**Task details:** What is needed is the number of lines below that contain the string "trouser", with no other text.

**Supplied records:**
%%
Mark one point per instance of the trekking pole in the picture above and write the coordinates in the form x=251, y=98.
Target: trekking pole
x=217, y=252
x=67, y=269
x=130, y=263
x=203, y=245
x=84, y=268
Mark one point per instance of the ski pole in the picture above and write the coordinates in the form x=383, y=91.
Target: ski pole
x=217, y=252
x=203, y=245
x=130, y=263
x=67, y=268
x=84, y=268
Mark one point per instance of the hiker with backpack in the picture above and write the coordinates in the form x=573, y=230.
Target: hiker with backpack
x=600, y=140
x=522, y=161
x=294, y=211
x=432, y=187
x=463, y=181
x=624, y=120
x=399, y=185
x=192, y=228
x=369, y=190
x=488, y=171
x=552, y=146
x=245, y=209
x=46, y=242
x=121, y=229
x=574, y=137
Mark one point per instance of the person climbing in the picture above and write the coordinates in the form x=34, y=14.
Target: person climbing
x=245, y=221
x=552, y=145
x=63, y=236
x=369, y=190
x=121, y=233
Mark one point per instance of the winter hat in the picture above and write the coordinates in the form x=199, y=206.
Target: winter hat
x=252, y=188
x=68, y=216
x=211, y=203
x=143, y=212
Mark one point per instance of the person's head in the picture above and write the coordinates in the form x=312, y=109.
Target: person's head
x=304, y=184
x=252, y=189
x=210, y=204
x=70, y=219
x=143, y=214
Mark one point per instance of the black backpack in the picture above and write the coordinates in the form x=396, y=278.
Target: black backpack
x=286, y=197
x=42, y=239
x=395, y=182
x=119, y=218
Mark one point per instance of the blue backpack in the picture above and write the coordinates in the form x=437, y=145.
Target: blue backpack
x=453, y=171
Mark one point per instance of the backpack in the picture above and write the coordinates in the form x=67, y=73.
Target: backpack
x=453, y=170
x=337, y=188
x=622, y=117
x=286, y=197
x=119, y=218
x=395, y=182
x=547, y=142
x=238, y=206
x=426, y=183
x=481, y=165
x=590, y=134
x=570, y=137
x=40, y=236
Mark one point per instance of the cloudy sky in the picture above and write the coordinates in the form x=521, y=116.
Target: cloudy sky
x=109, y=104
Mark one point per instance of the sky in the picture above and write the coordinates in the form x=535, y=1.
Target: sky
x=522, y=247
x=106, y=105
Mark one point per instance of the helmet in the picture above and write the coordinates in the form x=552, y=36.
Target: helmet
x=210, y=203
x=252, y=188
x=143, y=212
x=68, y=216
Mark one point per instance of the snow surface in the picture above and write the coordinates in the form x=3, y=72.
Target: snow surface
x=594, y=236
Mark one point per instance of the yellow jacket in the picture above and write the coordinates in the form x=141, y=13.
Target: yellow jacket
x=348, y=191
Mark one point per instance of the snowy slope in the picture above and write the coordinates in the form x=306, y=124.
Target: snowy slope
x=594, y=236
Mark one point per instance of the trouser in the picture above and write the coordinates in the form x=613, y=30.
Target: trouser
%%
**Task solution:** 2